1. An apparatus, comprising:
a control interface to control when power states are entered by a CPU based on characteristics of a VR supplying power to the CPU.
2. The apparatus of claim 1, in which the control interface is part of a power control unit in a CPU chip or can be a separate entity connecting to the CPU power control unit.
3. The apparatus of claim 1, in which the control interface is to receive an indication that a CPU power state change is to occur and it is to determine whether or not to change the VR power mode based on the state change.
4. The apparatus of claim 3, in which the control interface is to determine if the VR would run more efficiently for the new power state with a different VR power mode, and if so, to change the VR power mode.
5. The apparatus of claim 1, in which the control interface is to cause the VR to enter a different power mode before releasing the CPU power state.
6. The apparatus of claim 1, in which the VR is in the same chip as the CPU.
7. The apparatus of claim 1, in which the power control unit is to request the power state change to the control interface.
8. The apparatus of claim 7, in which the power control unit is to be implemented in a CPU chip comprising the CPU.
9. The apparatus of claim 8, in which the power control unit is to receive a command to change the CPU power state from a power management program in an operating system for the CPU.

▸ **EXERCISE TASK**:
From the patent claims above, copy word for word the part starting with "5. The apparatus" and going on through "for the CPU.".

▸ **GIVEN RECORDS**:
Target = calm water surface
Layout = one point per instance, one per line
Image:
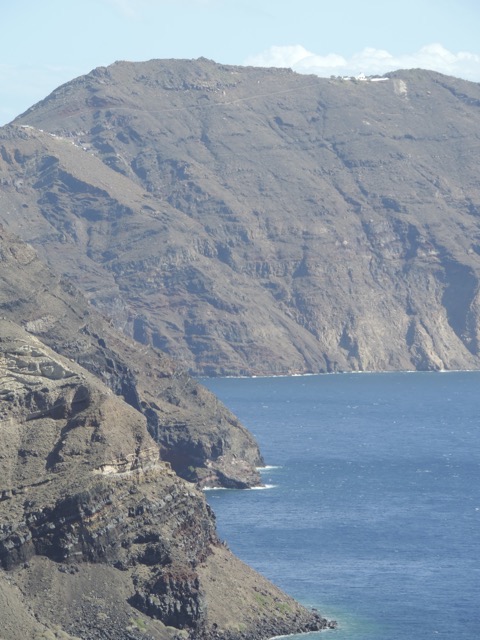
(372, 511)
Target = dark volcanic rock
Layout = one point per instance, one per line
(201, 439)
(99, 538)
(256, 221)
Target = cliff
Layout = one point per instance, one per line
(256, 221)
(200, 438)
(99, 538)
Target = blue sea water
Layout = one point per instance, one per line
(372, 511)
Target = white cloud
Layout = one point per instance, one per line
(370, 61)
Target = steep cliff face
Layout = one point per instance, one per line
(99, 538)
(256, 221)
(201, 439)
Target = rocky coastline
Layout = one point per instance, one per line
(100, 538)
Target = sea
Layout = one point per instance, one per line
(370, 510)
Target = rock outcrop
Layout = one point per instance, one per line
(257, 221)
(99, 538)
(201, 439)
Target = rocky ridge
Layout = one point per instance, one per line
(201, 439)
(99, 538)
(256, 221)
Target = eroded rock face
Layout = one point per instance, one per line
(201, 439)
(99, 535)
(257, 221)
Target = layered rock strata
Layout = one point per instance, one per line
(201, 439)
(99, 538)
(257, 221)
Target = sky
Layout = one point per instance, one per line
(45, 43)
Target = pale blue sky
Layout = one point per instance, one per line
(44, 43)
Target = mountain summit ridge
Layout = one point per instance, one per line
(255, 221)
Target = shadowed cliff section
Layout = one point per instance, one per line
(256, 221)
(201, 439)
(99, 538)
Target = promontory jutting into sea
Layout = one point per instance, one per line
(372, 505)
(174, 220)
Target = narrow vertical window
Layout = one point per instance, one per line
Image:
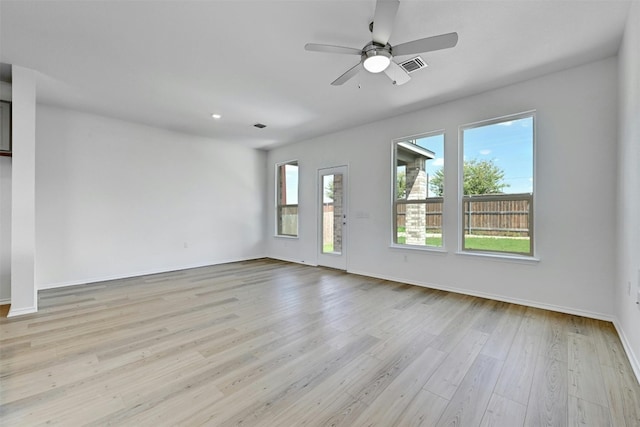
(287, 199)
(497, 185)
(418, 182)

▸ **WRITTEN RESPONSE**:
5. The apparatus of claim 1, in which the control interface is to cause the VR to enter a different power mode before releasing the CPU power state.
6. The apparatus of claim 1, in which the VR is in the same chip as the CPU.
7. The apparatus of claim 1, in which the power control unit is to request the power state change to the control interface.
8. The apparatus of claim 7, in which the power control unit is to be implemented in a CPU chip comprising the CPU.
9. The apparatus of claim 8, in which the power control unit is to receive a command to change the CPU power state from a power management program in an operating system for the CPU.